_WORK REQUEST:_
Copy the article on controlling your emotions word for word, from its title to its last line.

How to Control Your Emotions Rather Than be a Slave to Them

Laurentine ten Bosch LAURENTINE TEN BOSCH

Have you ever noticed that when you get anxious, your heart rate seems to increase tenfold? Or maybe you've experienced a few stressful days that end up leaving you with a head cold? These are just two examples of the powerful connection between the mind and body.

For centuries, healers have pondered the powerful connection between mental health and physical health. As more research on the mind-body connection advances, science is catching up to this ancient knowledge.

As we go through major life events, stress and negative emotions can trigger physical symptoms in our body, which can suppress our immune system and begin setting the scene for disease. With modern stressors at an all-time high, it’s an incessant battle, one which we’re going to lose if we don’t do something to control our emotions.

These emotional connections to our bodies have been long understood by Chinese and Ayurvedic healers. Here are the 7 emotions directly linked to specific organs in the body. 

  • The Heart: Over-excitement is felt in the heart and results in symptoms of palpitations and insomnia.
  • The Liver: Our liver is the organ related to anger and this is evident when a heavy drinker experiences rage.

_SUPPLIED RECORDS:_
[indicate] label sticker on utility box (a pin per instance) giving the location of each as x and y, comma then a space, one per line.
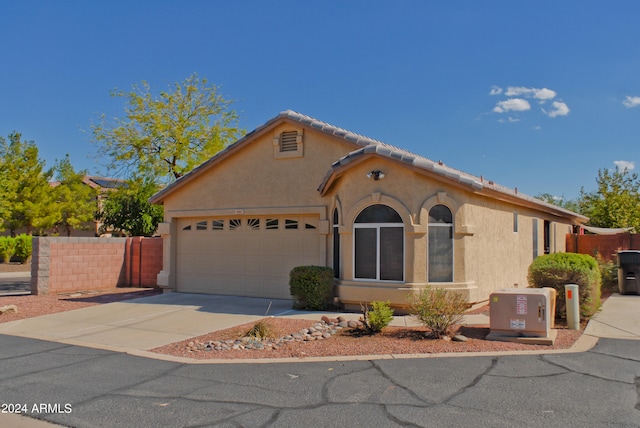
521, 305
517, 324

...

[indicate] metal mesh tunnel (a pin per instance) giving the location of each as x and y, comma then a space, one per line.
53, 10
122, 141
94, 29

---

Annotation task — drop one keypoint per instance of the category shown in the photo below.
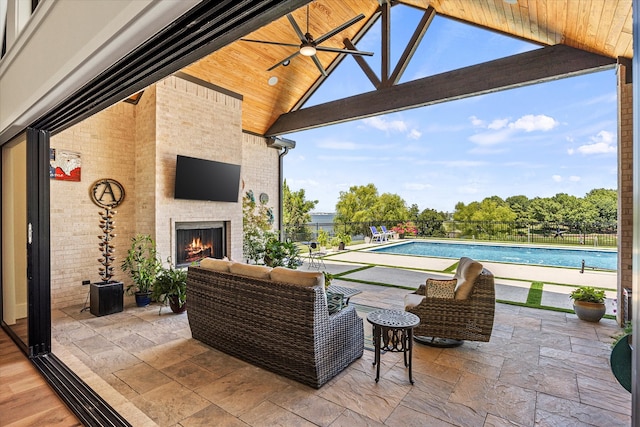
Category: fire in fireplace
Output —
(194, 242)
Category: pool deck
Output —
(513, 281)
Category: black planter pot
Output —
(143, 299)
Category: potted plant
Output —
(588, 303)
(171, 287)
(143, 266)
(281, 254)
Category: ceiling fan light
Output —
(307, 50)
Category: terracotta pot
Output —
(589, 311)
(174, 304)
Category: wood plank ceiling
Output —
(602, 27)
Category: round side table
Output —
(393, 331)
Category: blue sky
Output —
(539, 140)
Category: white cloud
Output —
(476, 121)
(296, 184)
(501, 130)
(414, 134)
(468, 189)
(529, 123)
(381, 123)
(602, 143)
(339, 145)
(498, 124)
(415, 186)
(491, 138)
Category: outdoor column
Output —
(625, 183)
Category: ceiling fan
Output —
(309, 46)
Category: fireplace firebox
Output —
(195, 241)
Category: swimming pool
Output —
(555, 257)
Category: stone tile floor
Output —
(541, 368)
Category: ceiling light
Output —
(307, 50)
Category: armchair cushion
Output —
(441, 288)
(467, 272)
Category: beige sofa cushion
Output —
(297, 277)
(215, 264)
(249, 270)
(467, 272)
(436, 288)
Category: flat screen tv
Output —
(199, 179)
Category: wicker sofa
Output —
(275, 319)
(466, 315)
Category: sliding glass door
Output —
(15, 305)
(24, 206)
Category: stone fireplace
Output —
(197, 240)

_RESPONSE TO THE TASK:_
How to Control Your Emotions Rather Than be a Slave to Them

Laurentine ten Bosch LAURENTINE TEN BOSCH

Have you ever noticed that when you get anxious, your heart rate seems to increase tenfold? Or maybe you've experienced a few stressful days that end up leaving you with a head cold? These are just two examples of the powerful connection between the mind and body.

For centuries, healers have pondered the powerful connection between mental health and physical health. As more research on the mind-body connection advances, science is catching up to this ancient knowledge.

As we go through major life events, stress and negative emotions can trigger physical symptoms in our body, which can suppress our immune system and begin setting the scene for disease. With modern stressors at an all-time high, it’s an incessant battle, one which we’re going to lose if we don’t do something to control our emotions.

These emotional connections to our bodies have been long understood by Chinese and Ayurvedic healers. Here are the 7 emotions directly linked to specific organs in the body. 

  • The Heart: Over-excitement is felt in the heart and results in symptoms of palpitations and insomnia.
  • The Liver: Our liver is the organ related to anger and this is evident when a heavy drinker experiences rage.